_Exercise objective_
Please count the lines in the data below that hold "sedan" and answer with the number by itself.

————————

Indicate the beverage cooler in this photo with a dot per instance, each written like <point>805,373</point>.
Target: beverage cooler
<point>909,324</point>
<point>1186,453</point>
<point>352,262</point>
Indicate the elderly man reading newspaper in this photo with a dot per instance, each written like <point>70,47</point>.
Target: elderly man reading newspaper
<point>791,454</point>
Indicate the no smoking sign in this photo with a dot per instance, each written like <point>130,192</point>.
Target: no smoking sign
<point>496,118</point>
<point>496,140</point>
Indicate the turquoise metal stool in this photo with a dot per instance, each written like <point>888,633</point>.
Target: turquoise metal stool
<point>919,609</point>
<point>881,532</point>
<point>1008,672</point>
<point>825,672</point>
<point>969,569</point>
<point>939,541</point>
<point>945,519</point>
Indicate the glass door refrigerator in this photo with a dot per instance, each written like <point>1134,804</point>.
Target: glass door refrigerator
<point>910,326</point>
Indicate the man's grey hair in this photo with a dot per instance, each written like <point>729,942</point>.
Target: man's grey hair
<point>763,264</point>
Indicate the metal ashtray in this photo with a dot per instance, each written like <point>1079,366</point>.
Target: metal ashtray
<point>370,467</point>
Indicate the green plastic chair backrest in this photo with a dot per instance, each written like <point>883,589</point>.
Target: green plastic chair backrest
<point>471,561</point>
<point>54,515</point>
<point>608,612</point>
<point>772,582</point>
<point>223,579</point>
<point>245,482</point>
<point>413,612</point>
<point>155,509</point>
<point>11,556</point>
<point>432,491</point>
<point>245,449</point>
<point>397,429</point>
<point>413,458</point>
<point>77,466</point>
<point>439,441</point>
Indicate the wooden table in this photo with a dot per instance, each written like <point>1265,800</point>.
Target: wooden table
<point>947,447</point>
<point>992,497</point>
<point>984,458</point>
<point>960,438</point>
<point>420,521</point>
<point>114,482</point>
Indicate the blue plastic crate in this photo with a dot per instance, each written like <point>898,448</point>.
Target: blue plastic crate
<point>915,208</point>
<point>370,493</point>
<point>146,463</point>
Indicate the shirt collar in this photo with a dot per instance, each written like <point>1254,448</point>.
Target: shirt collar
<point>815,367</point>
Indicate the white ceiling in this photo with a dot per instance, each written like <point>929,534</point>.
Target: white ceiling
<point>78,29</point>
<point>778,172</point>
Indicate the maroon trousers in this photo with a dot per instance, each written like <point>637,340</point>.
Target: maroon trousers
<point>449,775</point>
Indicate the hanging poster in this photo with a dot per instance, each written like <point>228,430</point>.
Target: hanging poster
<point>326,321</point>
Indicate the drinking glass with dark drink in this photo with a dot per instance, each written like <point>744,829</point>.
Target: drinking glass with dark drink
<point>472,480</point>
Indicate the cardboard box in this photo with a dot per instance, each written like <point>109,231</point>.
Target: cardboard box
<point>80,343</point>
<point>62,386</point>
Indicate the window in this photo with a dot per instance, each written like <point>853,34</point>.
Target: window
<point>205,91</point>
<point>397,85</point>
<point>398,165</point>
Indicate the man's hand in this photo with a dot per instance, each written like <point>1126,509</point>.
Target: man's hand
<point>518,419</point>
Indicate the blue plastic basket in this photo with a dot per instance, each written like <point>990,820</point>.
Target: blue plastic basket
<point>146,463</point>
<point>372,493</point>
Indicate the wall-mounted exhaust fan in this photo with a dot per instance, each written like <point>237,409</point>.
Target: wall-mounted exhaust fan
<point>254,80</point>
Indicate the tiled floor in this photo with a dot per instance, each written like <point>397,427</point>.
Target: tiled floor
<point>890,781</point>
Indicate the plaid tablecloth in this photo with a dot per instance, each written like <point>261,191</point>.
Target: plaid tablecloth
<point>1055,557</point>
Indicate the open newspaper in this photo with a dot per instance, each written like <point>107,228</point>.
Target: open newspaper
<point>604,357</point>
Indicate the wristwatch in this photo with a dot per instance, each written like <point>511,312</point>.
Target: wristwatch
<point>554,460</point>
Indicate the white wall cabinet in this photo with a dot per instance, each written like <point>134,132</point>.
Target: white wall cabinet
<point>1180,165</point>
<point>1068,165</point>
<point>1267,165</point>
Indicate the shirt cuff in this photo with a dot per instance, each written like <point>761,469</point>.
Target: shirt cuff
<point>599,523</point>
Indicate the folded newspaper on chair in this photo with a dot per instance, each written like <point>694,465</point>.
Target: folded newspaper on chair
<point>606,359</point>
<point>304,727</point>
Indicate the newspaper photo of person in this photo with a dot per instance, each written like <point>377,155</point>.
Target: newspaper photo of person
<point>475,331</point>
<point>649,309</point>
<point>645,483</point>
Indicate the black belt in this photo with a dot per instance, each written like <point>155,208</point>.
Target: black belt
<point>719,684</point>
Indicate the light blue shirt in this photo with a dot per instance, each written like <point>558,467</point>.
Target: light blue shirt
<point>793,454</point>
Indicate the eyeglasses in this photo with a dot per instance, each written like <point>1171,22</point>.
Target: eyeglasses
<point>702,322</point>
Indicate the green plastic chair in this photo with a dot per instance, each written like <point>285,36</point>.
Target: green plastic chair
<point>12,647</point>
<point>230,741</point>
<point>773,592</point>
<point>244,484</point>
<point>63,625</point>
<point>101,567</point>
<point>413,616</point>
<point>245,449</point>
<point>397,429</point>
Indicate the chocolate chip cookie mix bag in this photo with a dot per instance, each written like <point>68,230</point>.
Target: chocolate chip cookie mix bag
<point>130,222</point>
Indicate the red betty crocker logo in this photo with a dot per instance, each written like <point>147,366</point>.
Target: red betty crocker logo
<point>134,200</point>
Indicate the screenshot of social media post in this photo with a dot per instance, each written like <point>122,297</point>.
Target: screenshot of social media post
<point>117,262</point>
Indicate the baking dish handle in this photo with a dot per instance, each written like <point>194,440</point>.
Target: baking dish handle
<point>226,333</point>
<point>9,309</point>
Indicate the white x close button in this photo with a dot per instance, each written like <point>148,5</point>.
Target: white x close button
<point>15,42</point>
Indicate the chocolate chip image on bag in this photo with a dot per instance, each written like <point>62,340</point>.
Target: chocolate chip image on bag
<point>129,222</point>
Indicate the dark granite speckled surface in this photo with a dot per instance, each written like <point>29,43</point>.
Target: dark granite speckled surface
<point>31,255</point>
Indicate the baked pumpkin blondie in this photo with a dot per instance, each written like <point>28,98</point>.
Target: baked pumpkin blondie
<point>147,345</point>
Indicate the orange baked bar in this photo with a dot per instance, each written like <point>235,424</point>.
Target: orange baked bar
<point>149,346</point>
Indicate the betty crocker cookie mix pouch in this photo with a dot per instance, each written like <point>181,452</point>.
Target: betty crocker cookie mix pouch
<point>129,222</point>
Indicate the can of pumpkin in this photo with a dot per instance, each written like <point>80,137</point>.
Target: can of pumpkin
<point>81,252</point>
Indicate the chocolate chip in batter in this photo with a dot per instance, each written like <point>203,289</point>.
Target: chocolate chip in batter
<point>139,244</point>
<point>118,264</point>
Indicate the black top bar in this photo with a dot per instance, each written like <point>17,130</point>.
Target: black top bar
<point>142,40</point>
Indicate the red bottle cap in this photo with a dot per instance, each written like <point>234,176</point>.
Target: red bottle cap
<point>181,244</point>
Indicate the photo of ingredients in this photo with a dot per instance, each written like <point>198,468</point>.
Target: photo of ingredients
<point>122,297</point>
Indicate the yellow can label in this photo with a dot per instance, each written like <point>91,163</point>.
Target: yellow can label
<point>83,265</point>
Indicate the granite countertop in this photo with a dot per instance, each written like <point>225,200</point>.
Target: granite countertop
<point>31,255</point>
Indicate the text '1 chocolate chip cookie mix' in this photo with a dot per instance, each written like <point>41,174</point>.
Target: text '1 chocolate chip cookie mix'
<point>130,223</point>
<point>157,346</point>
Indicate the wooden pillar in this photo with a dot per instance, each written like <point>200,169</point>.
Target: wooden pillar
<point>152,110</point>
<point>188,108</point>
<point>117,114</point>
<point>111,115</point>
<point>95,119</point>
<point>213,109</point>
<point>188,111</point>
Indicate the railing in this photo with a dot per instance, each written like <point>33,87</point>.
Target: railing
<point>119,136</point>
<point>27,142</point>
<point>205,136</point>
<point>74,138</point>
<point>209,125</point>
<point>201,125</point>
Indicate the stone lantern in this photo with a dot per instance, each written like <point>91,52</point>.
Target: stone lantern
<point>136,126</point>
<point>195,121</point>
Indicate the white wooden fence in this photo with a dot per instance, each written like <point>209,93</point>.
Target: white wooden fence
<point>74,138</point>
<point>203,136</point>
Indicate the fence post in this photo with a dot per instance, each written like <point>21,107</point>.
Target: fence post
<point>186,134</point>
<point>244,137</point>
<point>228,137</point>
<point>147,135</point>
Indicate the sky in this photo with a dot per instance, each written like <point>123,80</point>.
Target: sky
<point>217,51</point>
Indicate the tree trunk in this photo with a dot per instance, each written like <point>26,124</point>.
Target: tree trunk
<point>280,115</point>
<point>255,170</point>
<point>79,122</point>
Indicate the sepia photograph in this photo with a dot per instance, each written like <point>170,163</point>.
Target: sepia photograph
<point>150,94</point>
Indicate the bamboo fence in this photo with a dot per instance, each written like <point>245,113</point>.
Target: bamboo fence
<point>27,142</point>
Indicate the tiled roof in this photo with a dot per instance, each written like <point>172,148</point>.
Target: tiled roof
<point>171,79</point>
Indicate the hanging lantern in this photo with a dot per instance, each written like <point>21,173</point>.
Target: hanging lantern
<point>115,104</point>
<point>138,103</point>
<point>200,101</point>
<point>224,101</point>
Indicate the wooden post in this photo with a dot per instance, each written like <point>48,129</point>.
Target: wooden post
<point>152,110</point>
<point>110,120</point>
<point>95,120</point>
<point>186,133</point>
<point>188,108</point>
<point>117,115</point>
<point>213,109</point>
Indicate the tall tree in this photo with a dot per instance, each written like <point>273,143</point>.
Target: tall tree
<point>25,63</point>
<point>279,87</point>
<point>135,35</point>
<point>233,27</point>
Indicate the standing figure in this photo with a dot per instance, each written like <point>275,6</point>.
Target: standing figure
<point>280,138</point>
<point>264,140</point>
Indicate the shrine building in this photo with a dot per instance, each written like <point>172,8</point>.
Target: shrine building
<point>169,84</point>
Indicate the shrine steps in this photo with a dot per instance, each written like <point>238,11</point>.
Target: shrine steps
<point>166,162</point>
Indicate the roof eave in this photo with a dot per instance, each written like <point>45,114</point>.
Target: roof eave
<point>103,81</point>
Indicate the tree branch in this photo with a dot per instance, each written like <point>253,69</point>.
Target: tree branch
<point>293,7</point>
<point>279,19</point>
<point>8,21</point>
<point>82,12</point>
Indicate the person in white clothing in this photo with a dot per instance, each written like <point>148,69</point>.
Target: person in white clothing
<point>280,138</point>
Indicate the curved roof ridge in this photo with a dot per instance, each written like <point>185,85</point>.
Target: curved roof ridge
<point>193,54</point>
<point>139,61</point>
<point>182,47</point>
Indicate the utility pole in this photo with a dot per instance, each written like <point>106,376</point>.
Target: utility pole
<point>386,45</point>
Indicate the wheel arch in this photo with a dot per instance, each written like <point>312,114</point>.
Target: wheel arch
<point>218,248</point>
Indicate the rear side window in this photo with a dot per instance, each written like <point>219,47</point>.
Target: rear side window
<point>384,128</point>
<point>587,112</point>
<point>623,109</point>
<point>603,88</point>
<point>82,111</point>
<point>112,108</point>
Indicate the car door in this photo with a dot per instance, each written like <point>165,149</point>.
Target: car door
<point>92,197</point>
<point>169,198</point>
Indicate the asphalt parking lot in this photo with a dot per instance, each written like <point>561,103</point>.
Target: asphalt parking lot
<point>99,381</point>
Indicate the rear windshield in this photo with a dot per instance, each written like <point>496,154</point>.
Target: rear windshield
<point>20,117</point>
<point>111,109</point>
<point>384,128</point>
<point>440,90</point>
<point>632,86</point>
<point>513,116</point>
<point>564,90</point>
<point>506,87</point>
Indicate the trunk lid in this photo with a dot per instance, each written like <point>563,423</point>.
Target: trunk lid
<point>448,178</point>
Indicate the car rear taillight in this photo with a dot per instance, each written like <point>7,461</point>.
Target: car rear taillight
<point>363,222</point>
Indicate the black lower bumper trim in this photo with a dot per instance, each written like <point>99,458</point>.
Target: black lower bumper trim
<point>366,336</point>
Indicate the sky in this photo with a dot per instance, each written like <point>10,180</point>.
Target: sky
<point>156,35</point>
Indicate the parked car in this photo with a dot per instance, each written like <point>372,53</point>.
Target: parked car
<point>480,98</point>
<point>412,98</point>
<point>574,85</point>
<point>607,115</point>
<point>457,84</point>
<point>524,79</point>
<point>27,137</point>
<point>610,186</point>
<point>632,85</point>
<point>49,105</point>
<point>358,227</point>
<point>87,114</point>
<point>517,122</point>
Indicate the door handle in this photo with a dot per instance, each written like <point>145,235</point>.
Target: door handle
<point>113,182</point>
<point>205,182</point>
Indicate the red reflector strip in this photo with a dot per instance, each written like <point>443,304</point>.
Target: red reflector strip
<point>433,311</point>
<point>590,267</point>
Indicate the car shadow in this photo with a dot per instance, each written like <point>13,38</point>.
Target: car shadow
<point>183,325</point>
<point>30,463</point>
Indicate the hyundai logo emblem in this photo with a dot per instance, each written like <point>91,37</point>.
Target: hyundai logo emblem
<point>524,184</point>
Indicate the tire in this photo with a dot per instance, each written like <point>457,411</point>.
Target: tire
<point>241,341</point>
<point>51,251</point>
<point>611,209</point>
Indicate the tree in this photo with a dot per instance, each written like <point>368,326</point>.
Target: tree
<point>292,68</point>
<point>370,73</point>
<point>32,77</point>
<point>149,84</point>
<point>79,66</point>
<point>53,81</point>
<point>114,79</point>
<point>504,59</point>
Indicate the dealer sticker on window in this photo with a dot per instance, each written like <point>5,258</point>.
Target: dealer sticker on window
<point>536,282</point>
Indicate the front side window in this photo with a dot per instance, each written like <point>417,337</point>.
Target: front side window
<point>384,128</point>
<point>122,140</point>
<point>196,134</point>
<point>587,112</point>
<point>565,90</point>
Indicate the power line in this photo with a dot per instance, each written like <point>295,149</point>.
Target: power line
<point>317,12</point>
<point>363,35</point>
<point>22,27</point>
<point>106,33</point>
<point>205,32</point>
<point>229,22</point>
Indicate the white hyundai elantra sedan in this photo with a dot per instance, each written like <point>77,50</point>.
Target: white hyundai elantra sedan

————————

_Task response_
2